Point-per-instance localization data
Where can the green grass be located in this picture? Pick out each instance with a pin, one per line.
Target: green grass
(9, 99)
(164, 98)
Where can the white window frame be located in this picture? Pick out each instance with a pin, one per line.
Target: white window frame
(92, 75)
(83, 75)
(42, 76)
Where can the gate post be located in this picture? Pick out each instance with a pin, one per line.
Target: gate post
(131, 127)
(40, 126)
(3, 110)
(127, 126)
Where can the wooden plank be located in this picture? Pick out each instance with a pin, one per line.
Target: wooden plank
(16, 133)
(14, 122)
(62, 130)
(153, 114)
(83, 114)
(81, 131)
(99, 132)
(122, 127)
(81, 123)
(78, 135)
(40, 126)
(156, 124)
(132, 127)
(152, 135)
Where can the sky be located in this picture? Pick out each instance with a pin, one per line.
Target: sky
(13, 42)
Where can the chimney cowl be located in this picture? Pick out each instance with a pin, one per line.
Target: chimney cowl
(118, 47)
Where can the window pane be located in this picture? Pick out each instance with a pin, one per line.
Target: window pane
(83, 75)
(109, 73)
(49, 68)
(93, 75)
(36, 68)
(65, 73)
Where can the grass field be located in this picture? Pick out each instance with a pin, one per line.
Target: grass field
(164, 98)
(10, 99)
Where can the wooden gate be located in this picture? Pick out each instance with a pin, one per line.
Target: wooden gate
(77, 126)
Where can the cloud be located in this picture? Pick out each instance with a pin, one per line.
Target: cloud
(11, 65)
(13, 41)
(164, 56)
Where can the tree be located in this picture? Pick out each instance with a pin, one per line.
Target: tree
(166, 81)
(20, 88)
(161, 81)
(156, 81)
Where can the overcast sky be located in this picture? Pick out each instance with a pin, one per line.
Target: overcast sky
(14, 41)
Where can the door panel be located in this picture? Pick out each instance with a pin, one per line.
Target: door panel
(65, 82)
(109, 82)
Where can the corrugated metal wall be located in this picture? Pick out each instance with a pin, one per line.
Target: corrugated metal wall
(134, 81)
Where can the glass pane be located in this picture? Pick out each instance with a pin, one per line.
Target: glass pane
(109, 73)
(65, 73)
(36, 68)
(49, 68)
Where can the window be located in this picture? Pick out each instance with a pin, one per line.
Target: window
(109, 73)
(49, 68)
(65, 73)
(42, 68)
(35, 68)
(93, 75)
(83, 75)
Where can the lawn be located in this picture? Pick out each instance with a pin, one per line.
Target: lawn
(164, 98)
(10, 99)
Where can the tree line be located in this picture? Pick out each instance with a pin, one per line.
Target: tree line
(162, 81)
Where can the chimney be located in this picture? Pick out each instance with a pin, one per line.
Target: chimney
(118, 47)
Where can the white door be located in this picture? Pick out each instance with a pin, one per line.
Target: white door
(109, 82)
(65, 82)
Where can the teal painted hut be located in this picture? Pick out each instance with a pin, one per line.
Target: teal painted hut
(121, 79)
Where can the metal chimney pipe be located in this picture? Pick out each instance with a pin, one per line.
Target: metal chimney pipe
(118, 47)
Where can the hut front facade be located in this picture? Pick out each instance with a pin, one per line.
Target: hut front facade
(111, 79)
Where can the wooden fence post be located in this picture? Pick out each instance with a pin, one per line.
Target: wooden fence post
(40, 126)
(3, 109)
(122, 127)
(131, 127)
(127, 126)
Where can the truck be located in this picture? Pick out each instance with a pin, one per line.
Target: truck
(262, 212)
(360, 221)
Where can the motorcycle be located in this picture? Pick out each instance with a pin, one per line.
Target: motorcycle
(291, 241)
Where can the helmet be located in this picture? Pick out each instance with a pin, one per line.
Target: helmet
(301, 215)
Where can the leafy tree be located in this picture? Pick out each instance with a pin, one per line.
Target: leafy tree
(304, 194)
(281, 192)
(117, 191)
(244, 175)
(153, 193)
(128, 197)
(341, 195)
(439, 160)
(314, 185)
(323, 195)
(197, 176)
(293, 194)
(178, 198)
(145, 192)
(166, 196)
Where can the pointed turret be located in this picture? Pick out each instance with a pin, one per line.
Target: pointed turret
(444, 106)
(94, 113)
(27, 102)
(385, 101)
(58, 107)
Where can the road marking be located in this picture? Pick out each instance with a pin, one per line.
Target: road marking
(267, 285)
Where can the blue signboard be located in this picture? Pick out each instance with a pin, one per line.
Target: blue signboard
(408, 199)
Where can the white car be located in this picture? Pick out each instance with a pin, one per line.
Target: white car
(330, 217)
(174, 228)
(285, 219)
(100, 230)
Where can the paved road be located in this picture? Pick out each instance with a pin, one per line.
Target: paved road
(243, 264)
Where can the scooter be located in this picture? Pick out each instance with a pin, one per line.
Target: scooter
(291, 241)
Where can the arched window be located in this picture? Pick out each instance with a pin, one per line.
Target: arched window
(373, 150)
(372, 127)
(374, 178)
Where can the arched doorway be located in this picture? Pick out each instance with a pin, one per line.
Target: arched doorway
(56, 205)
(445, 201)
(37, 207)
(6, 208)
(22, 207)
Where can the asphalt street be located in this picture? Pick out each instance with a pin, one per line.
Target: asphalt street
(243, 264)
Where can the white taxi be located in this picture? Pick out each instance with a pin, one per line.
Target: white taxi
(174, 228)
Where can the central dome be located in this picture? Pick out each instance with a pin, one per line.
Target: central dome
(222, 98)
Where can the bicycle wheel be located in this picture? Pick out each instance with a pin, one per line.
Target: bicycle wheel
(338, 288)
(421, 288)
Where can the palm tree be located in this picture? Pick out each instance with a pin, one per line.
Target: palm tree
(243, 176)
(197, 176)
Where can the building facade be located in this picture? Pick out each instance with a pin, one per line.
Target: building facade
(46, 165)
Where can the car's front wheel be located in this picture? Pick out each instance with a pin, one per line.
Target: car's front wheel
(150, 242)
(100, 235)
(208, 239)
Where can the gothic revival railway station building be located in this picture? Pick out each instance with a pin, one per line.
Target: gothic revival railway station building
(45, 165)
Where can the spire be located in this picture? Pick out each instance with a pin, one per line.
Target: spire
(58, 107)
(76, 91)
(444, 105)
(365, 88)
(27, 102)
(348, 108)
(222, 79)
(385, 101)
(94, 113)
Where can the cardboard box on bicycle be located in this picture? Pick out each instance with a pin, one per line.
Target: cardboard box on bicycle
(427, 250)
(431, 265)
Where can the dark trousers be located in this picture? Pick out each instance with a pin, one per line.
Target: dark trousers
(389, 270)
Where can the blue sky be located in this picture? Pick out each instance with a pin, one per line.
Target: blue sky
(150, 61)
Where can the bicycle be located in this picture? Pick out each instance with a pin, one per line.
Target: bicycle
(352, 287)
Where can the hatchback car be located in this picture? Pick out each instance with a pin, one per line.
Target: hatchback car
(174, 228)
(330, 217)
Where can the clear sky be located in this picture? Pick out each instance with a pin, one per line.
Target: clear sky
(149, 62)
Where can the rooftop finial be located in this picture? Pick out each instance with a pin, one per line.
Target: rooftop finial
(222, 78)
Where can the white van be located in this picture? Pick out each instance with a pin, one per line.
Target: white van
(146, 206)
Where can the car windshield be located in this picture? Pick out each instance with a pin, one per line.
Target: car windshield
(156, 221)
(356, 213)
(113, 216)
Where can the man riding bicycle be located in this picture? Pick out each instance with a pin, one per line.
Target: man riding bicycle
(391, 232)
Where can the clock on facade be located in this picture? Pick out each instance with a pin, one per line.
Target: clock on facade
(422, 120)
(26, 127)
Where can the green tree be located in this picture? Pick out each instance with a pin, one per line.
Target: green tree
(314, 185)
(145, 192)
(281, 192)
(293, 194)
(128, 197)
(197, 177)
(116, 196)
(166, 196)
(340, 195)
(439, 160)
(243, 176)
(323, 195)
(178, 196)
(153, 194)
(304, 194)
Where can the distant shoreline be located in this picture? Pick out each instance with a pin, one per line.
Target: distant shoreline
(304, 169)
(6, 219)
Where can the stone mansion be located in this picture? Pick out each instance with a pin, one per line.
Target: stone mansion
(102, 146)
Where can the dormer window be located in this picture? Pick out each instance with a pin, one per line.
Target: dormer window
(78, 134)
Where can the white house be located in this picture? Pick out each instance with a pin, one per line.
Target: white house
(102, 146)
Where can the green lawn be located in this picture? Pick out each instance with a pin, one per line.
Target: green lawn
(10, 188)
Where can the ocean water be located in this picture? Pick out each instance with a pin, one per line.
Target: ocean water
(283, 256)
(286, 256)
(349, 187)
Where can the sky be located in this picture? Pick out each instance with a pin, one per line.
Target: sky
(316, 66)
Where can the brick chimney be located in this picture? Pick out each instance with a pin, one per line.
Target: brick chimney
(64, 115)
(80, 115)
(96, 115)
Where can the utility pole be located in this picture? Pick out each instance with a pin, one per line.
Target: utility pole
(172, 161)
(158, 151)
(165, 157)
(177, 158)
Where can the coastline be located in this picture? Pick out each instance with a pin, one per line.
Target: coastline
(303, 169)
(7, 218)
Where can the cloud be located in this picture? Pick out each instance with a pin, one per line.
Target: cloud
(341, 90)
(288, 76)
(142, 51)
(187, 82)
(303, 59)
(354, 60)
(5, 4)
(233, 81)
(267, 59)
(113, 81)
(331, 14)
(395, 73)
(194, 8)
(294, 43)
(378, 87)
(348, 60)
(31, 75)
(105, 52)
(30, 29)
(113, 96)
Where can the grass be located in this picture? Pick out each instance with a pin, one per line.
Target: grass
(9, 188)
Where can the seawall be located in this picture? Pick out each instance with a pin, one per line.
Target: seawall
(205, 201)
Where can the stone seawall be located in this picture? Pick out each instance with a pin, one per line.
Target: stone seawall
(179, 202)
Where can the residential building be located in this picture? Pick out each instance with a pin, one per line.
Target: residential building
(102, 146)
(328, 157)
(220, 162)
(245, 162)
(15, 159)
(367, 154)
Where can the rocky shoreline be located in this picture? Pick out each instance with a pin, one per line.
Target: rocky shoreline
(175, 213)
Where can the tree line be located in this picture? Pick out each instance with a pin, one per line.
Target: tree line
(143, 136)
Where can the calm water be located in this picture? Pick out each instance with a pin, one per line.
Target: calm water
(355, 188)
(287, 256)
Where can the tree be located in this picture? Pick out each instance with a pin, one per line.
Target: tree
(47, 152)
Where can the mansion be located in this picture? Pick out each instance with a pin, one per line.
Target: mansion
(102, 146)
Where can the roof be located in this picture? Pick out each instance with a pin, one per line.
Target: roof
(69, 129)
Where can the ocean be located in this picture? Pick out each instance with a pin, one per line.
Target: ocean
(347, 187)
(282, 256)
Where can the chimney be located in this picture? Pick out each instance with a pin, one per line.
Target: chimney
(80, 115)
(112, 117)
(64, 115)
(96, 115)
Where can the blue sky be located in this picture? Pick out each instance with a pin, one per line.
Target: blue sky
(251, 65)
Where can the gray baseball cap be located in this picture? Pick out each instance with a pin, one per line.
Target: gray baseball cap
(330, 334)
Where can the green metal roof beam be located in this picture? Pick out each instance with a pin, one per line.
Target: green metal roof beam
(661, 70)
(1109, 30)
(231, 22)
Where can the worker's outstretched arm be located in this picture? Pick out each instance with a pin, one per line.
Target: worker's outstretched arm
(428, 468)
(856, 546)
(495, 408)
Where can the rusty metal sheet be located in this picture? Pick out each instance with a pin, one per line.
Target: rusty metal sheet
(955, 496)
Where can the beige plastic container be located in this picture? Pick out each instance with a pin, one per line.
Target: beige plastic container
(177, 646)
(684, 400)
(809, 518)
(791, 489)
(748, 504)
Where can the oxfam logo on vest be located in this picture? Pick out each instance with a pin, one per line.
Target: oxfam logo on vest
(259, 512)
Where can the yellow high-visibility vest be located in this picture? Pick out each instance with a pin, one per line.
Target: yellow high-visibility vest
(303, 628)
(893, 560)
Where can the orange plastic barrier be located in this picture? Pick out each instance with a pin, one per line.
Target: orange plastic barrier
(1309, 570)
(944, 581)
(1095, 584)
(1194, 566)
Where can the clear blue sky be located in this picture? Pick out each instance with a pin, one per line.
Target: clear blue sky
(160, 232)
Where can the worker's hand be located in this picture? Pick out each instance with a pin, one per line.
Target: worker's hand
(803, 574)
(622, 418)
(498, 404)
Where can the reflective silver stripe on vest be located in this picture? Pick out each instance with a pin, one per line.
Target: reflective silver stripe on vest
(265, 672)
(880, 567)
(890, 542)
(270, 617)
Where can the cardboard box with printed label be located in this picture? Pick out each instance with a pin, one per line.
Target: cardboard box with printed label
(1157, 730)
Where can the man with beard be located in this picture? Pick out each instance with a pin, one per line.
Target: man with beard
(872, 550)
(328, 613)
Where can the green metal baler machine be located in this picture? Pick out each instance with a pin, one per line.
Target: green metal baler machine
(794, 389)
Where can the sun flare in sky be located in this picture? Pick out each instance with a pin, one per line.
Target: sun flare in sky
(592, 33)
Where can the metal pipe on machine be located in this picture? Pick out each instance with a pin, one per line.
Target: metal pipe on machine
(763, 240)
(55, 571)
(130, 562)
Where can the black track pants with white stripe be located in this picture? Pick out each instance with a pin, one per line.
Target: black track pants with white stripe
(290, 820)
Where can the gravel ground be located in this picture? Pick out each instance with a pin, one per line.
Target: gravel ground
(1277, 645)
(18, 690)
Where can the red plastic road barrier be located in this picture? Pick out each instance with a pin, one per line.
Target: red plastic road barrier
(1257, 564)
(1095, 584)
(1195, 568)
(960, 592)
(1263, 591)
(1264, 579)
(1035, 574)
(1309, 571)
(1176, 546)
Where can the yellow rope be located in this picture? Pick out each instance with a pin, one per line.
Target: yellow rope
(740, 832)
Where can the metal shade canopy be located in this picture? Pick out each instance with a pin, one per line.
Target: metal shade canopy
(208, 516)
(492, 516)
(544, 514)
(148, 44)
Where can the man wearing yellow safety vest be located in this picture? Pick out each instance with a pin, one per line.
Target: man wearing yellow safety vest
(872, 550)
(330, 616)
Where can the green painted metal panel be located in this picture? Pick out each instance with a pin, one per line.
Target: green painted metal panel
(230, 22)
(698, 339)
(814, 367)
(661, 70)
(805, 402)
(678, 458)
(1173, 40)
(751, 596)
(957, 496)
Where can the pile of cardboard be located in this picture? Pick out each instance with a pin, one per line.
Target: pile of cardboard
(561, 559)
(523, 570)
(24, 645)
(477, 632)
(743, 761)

EXERCISE PROMPT: Quote every line from the beginning of the entries up to and including the line that contains "Where can the overcast".

EXPECTED OUTPUT:
Where can the green grass be located in this picture? Pick out each instance with a pin, one per line.
Target: green grass
(9, 99)
(164, 98)
Where can the white window frame be located in this picture? Pick out each instance with a pin, one per line.
Target: white window frame
(92, 75)
(83, 75)
(42, 76)
Where can the gate post be located in this picture? Pick out each instance with a pin, one per line.
Target: gate post
(131, 127)
(40, 126)
(3, 110)
(127, 126)
Where can the wooden plank be located in this picture? Pick out each instance with a pin, one per line.
Target: wooden plank
(16, 133)
(14, 122)
(62, 130)
(153, 114)
(83, 114)
(81, 131)
(99, 132)
(122, 127)
(81, 123)
(78, 135)
(40, 126)
(156, 124)
(132, 127)
(152, 135)
Where can the sky be located in this picture? Pick out each instance with a pin, one per line.
Target: sky
(13, 42)
Where can the chimney cowl be located in this picture? Pick out each instance with a pin, one per line.
Target: chimney cowl
(118, 47)
Where can the window pane be located in this picture? Pick out each instance with a pin, one per line.
Target: window pane
(83, 75)
(109, 73)
(49, 68)
(93, 75)
(36, 68)
(65, 73)
Where can the grass field be located in this picture? Pick out each instance with a pin, one per line.
Target: grass field
(164, 98)
(10, 99)
Where can the wooden gate be located in this picture? Pick out each instance with a pin, one per line.
Target: wooden gate
(77, 126)
Where can the cloud be located in this picture? Pick out each instance with a pin, one per line.
Target: cloud
(11, 65)
(13, 41)
(164, 56)
Where can the tree be located in this picture? Pick out each instance with a pin, one per line.
Target: tree
(166, 81)
(20, 88)
(161, 81)
(156, 81)
Where can the overcast sky be located in this picture? Pick out each instance with a pin, one per line.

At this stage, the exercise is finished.